• _Textauszug_:
Von Gerhard Grulke 13.06.2004, 16:55

Merseburg/MZ. - Nein, die Kinder trauten sich nicht. Kaiser Otto I. hatte sie huldvoll an seine Tafel im Schlossgarten eingeladen, wo sie möglicherweise ein deftiges Hühnerbein abbekommen hätten - nein, bei Mama schien es ihnen sicherer.

Es waren ja nicht nur Kaiser Otto, auch Kaiser Heinrich II., Thietmar von Merseburg, Tilo von Trotha und viele weitere Bischöfe aus den Zeiten der 1 000 Jahre Domkapitel Merseburg hatten sich zum Festschmaus eingefunden.

"Ein tolles Gefühl, in so einem schönen Kleid." Doreen Balldeweg HofdameSie ließen sich - neben einigen anderen Edelleuten, Ratsherren, Magistern, Bürgermeistern und vielem Volk rundherum - neben dem Gebratenen auch auch ein gutes Tröpfchen munden. Schließlich hatten sie einen langen Weg hinter sich. Und nicht jeder konnte diesen hoch zu Ross oder gar in einer Kutsche zurücklegen. Wie es zum Beispiel für die beiden Kaiser nebst Gemahlinnen vorgesehen war.

• _Gezeigte Einträge_:
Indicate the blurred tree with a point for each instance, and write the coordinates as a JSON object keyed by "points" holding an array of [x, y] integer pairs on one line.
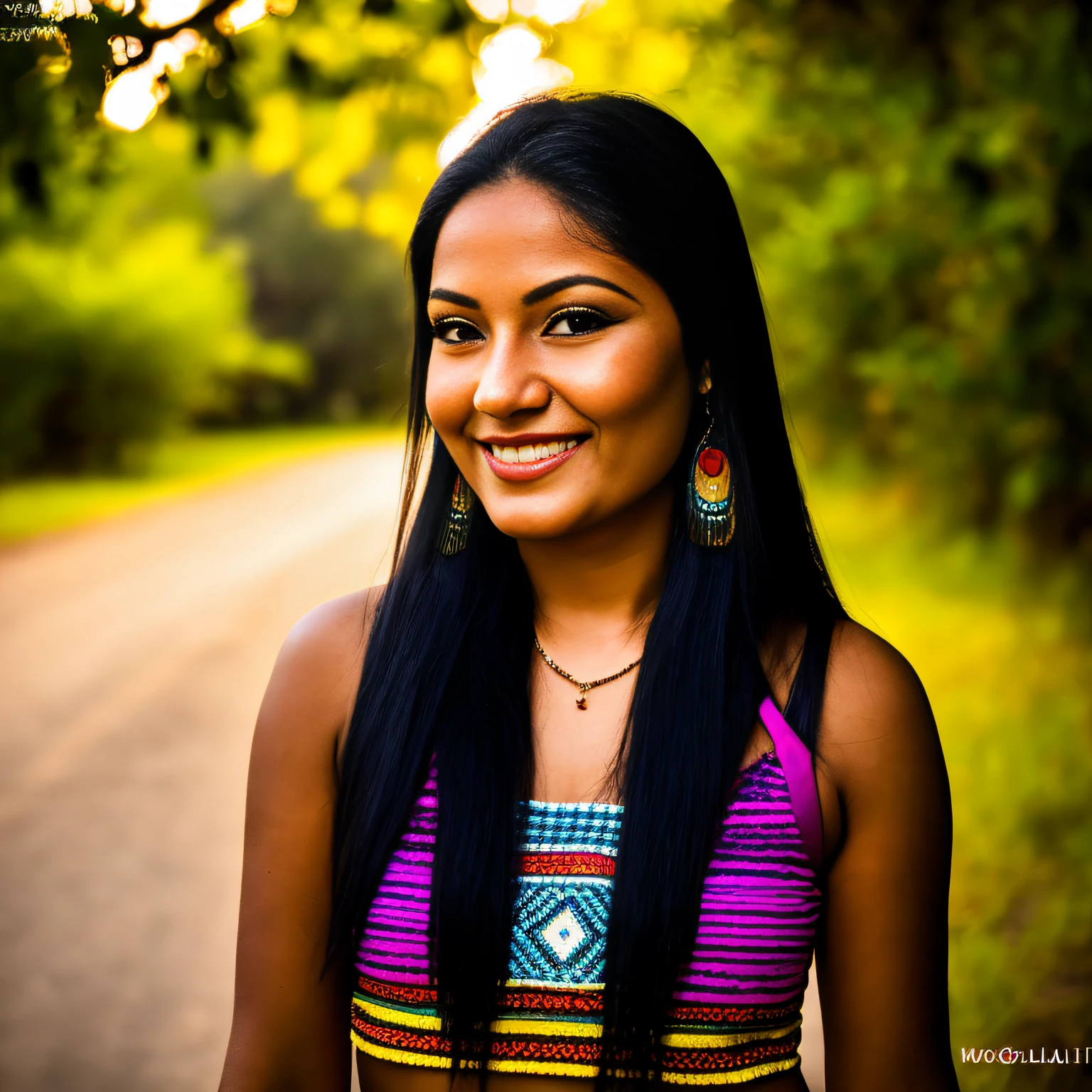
{"points": [[338, 294], [914, 181]]}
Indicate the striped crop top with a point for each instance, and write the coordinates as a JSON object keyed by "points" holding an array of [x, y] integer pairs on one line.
{"points": [[737, 1014]]}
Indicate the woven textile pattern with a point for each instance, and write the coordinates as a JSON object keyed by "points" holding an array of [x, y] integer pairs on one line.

• _Arbeitsauftrag A_:
Stimmen die folgenden Aussagen mit dem Bericht über das Festmahl in Merseburg überein? Beantworten Sie jede mit Ja oder Nein und belegen Sie sie mit dem entscheidenden Wortlaut des Berichts.
(i) Die Kinder nahmen die Einladung an die Tafel von Kaiser Otto I. an.
(ii) Thietmar von Merseburg gehörte zu denen, die sich zum Festschmaus eingefunden hatten.
(iii) Alle Gäste konnten den Weg hoch zu Ross oder in einer Kutsche zurücklegen.
• _Arbeitsauftrag B_: Wo stand laut dem Bericht über das Festmahl in Merseburg die Tafel von Kaiser Otto I.?
• _Arbeitsauftrag C_: Führen Sie den Bericht über das Festmahl in Merseburg im Anschluss an seinen letzten Satz weiter.

• _Erwartete Antwort A_:
(i) Nein: „Nein, die Kinder trauten sich nicht.“
(ii) Ja: „auch Kaiser Heinrich II., Thietmar von Merseburg, Tilo von Trotha und viele weitere Bischöfe aus den Zeiten der 1 000 Jahre Domkapitel Merseburg hatten sich zum Festschmaus eingefunden.“
(iii) Nein: „Und nicht jeder konnte diesen hoch zu Ross oder gar in einer Kutsche zurücklegen.“

• _Erwartete Antwort B_: Im Schlossgarten.

• _Erwartete Antwort C_:
Otto I., wie in jedem Jahr mit dem Schiff über die Saale gekommen, führte den festlichen Umzug, der sich von der Neumarktbrücke durch die Innenstadt hoch zum Schloss wand, an. Landsknechte, Bauern, Blumenmädchen, Edelfräulein, Spielleute zogen in bunter Folge an den Tausenden, die die Wegstrecke säumten, vorbei. In den zehn gestalteten Zeiten-Bildern durfte natürlich auch die wohlhabende Bürgerschaft nicht fehlen, ja selbst Napoleon und eine Hexe waren im Zug vertreten. Und alle, das war unschwer zu bemerken, hatten Spaß an diesem Rollenspiele in den prächtigen Kostümen, die von den geschickten Frauen der Merseburger Königlichen Hofstube geschneidert worden waren.

"Einfach bezaubernd ist das. Ein ganz besonderes Gefühl, in einem so schönen Kleid hier herumzuwandeln", findet Doreen Balldeweg, Hotelfachfrau aus Günthersdorf, die in einem purpurnen Stofftraum dahinschritt.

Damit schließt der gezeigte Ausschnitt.